== Segment start ==

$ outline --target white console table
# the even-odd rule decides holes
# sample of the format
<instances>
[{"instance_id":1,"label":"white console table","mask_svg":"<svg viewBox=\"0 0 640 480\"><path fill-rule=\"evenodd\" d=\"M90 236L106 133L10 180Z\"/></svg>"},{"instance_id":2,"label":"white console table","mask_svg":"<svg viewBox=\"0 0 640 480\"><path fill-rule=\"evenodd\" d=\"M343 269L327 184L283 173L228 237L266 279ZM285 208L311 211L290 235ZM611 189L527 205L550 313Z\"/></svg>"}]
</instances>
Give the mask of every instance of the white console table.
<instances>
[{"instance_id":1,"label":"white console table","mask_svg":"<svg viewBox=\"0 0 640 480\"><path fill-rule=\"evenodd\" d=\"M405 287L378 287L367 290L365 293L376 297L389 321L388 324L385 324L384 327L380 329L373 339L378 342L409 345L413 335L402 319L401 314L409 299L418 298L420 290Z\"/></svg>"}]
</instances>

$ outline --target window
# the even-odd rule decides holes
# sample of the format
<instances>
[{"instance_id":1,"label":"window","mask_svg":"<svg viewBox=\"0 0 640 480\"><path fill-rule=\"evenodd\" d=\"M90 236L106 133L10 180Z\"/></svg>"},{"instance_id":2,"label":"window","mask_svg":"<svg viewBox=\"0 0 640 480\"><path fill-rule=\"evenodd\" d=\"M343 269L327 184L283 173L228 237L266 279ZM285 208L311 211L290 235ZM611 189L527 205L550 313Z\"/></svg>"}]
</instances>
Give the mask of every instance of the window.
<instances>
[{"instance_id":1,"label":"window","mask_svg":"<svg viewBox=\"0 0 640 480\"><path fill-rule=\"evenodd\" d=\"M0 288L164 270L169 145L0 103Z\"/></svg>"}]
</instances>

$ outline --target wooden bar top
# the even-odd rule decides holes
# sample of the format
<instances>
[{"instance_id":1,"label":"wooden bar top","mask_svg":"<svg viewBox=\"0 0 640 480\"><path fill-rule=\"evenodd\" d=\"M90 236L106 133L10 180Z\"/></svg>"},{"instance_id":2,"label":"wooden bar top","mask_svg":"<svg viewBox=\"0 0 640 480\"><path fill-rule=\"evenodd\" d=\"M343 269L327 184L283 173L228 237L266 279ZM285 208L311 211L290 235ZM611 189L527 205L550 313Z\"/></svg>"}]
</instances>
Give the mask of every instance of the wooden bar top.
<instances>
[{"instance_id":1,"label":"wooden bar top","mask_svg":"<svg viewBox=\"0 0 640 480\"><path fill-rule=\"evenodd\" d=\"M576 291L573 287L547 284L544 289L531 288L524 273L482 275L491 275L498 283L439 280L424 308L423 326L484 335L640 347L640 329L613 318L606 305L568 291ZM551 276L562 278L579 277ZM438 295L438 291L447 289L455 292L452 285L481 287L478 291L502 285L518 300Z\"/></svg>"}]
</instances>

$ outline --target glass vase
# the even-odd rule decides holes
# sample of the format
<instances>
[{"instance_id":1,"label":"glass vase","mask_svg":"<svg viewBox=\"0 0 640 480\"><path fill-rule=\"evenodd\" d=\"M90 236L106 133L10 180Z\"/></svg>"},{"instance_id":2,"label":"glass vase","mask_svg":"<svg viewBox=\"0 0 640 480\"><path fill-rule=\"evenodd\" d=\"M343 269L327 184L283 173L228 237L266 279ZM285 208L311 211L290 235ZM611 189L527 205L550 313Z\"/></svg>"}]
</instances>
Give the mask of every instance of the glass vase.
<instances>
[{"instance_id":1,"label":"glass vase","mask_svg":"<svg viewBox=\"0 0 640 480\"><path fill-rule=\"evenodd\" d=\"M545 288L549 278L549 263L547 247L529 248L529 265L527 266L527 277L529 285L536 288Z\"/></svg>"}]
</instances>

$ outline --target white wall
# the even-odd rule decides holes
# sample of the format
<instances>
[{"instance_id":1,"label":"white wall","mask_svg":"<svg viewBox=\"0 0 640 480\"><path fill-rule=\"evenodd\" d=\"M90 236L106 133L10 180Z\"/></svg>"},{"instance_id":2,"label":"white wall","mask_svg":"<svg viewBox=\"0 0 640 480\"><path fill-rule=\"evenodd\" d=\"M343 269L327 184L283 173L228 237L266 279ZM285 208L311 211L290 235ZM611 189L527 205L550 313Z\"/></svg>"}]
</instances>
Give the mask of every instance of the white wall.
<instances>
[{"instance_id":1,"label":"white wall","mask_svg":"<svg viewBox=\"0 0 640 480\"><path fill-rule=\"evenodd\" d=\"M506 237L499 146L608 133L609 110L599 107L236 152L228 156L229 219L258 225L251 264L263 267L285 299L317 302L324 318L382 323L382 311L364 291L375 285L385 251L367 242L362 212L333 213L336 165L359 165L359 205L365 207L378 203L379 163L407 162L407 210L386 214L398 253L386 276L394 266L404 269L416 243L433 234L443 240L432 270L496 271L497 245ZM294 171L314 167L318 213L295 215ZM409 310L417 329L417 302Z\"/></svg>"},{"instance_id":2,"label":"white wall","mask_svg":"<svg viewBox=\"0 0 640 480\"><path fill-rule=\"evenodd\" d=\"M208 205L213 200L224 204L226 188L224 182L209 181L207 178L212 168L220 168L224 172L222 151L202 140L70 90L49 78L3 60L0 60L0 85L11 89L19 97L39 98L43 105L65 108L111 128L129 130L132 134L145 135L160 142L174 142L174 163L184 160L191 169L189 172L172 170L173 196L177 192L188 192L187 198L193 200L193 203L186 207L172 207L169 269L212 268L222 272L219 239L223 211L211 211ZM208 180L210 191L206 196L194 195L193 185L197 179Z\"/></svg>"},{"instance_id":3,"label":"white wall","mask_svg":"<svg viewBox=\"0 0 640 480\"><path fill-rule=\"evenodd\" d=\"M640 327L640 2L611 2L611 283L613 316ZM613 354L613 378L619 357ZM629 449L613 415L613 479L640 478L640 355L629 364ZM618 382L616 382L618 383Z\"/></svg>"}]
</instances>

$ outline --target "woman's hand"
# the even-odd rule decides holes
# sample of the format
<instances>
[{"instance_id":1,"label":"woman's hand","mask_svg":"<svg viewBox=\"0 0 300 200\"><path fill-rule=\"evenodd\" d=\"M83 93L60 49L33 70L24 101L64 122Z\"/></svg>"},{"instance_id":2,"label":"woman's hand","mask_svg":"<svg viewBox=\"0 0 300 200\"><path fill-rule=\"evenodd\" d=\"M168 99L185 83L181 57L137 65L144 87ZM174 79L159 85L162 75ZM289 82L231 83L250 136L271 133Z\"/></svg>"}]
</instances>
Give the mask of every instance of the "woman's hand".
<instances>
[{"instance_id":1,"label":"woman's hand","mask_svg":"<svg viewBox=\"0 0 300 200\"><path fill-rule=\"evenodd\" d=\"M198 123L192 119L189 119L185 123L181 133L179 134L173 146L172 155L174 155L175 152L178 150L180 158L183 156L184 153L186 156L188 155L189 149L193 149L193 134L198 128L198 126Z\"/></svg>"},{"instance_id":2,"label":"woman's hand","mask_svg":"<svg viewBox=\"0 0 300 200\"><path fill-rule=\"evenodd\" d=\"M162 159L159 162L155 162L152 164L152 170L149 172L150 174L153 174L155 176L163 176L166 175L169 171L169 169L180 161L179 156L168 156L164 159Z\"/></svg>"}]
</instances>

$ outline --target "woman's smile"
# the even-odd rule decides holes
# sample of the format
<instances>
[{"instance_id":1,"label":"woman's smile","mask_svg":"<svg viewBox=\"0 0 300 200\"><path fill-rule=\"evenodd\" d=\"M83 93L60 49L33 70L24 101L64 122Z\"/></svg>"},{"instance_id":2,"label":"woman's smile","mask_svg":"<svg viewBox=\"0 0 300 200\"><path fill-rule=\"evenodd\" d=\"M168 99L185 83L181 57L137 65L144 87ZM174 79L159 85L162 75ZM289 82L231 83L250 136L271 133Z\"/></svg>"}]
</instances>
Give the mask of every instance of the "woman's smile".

== Segment end ==

[EXERCISE DIRECTIONS] Show me all lines in the records that contain "target".

[EXERCISE RESULT]
$ outline --target white console table
$ outline --target window
$ outline --target wooden bar top
$ outline --target glass vase
$ outline --target white wall
$ outline --target "woman's hand"
$ outline --target "woman's smile"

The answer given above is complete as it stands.